* **SET TASK A**
Answer these questions from the AWS best practices text:
(i) What does vertical scaling take place through?
(ii) Through which two services does AWS support docker images?
(iii) What is a golden image described as?
* **SET TASK B**
Print the part of the AWS best practices text that opens with the words containing "2-4 Infrastructure as" and closes with "extensible, and testable.".

* **SELECTED TEXT**
L1 AWS Best Practices

1、AWS Design Principles

1-1 Scalability

While AWS provides virtually unlimited on-demand capacity, the architecture should be designed to take advantage of those resources

There are two ways to scale an IT architecture

Vertical Scaling

takes place through increasing specifications of an individual resource for e.g. updating EC2 instance type with increasing RAM, CPU, IOPS, or networking capabilities
will eventually hit a limit, and is not always a cost effective or highly available approach

Horizontal Scaling

takes place through increasing number of resources for e.g. adding more EC2 instances or EBS volumes
can help leverage the elasticity of cloud computing
not all the architectures can be designed to distribute their workload to multiple resources
applications designed should be stateless,
- that needs no knowledge of previous interactions and stores no session information
- capacity can be increased and decreased, after running tasks have been drained
State, if needed, can be implemented using
- Low latency external store, for e.g. DynamoDB, Redis, to maintain state information
- Session affinity, for e.g. ELB sticky sessions, to bind all the transactions of a session to a specific compute resource. However, it cannot be guaranteed or take advantage of newly added resources for existing sessions
Load can be distributed across multiple resources using
- Push model, for e.g. through ELB where it distributes the load across multiple EC2 instances
- Pull model, for e.g. through SQS or Kinesis where multiple consumers subscribe and consume
Distributed processing, for e.g. using EMR or Kinesis, helps process large amounts of data by dividing task and its data into many small fragments of works

2、Disposable Resources Instead of Fixed Servers

Resources need to be treated as temporary disposable resources rather than fixed permanent on-premises resources before

AWS focuses on the concept of Immutable infrastructure

servers once launched, is never updated throughout its lifetime.
updates can be performed on a new server with latest configurations,
this ensures resources are always in a consistent (and tested) state and easier rollbacks

AWS provides multiple ways to instantiate compute resources in an automated and repeatable way

2-1 Bootstraping

scripts to configure and setup for e.g. using data scripts and cloud-init to install software or copy resources and code

2-2 Golden Images

a snapshot of a particular state of that resource,
faster start times and removes dependencies to configuration services or third-party repositories

2-3 Containers

AWS support for docker images through Elastic Beanstalk and ECS
Docker allows packaging a piece of software in a Docker Image, which is a standardized unit for software development, containing everything the software needs to run: code, runtime, system tools, system libraries, etc

2-4 Infrastructure as Code

AWS assets are programmable, techniques, practices, and tools from software development can be applied to make the whole infrastructure reusable, maintainable, extensible, and testable.

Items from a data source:
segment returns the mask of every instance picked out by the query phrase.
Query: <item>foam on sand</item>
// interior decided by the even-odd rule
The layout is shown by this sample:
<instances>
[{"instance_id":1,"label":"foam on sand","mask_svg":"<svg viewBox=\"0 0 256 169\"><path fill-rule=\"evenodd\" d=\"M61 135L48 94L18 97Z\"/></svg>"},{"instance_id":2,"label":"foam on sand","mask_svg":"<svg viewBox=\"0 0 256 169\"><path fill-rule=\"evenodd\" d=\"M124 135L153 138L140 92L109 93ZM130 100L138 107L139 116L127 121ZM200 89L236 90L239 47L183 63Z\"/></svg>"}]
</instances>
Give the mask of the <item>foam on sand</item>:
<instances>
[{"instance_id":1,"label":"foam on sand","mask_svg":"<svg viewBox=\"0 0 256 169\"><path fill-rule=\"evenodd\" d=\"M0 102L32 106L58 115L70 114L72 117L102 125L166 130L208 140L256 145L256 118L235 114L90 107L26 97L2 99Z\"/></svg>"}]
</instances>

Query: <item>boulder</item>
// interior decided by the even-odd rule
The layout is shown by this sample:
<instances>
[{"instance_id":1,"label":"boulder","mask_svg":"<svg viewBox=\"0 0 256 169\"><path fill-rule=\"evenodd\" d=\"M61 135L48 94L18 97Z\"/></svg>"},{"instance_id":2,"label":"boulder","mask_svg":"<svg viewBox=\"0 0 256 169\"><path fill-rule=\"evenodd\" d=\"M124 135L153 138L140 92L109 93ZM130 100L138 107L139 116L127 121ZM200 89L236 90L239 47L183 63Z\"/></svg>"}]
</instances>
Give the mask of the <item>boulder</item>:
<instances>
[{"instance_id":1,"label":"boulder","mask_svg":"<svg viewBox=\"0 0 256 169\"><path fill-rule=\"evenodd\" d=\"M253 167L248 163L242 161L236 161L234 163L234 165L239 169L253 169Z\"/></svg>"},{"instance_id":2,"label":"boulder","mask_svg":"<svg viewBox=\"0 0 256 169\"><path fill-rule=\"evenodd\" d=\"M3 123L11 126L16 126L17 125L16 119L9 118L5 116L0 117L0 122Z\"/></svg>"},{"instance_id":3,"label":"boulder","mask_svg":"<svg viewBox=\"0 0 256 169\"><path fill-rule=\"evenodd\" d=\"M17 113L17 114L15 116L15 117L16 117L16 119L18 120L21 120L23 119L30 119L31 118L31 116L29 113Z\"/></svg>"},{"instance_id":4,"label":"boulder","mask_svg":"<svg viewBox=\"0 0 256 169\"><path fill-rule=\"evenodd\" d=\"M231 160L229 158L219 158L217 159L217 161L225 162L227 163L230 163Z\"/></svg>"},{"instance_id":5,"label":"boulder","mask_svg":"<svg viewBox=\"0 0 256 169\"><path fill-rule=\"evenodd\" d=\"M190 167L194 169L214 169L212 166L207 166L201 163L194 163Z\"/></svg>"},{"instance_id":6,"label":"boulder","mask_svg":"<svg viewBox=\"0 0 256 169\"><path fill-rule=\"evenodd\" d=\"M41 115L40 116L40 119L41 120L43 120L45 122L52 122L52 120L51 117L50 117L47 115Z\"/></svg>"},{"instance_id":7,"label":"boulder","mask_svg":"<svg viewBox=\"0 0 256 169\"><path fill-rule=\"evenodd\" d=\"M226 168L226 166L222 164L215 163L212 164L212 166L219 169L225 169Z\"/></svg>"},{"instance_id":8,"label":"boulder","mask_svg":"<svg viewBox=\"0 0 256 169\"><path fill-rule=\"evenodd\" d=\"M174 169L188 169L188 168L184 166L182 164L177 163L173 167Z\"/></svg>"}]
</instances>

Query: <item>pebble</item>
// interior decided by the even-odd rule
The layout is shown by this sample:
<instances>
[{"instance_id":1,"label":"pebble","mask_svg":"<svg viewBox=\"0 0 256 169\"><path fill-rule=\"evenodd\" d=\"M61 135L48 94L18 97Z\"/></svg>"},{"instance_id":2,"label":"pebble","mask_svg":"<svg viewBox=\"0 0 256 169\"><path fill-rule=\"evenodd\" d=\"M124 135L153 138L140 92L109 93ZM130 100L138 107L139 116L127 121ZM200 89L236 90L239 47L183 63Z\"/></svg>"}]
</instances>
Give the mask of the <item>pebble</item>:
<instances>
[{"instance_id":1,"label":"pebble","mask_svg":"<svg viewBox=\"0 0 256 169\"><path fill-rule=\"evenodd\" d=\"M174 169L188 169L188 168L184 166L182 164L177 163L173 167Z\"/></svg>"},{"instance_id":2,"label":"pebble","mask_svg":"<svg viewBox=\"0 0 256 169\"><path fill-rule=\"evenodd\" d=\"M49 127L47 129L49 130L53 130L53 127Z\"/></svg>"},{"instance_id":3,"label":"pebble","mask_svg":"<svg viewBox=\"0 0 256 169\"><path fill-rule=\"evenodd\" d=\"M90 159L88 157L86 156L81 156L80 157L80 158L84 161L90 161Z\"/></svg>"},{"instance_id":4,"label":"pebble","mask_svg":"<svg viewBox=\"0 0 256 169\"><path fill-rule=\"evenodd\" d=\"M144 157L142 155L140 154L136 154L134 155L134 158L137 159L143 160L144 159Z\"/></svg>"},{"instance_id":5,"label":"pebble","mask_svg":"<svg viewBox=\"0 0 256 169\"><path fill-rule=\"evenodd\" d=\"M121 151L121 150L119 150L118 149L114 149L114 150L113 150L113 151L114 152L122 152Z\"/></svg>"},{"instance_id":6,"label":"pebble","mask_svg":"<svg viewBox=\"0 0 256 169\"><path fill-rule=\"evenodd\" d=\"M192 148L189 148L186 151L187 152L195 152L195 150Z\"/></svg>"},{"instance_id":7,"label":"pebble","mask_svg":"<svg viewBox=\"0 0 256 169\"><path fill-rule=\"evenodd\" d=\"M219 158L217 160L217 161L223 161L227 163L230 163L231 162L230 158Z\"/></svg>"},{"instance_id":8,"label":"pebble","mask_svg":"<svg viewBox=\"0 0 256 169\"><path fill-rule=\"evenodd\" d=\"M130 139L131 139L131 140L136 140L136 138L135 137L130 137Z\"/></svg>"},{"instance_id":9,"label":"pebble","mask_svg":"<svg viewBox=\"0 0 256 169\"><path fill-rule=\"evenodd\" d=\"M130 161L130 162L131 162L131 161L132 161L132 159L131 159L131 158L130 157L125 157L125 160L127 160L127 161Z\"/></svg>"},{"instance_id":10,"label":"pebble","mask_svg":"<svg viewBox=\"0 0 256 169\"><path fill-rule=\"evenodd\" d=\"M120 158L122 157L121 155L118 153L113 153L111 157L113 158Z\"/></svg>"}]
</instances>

* **SOLUTION A**
(i) Increasing specifications of an individual resource, for example updating the EC2 instance type with increasing RAM, CPU, IOPS, or networking capabilities.
(ii) Elastic Beanstalk and ECS.
(iii) A snapshot of a particular state of that resource.

* **SOLUTION B**
2-4 Infrastructure as Code

AWS assets are programmable, techniques, practices, and tools from software development can be applied to make the whole infrastructure reusable, maintainable, extensible, and testable.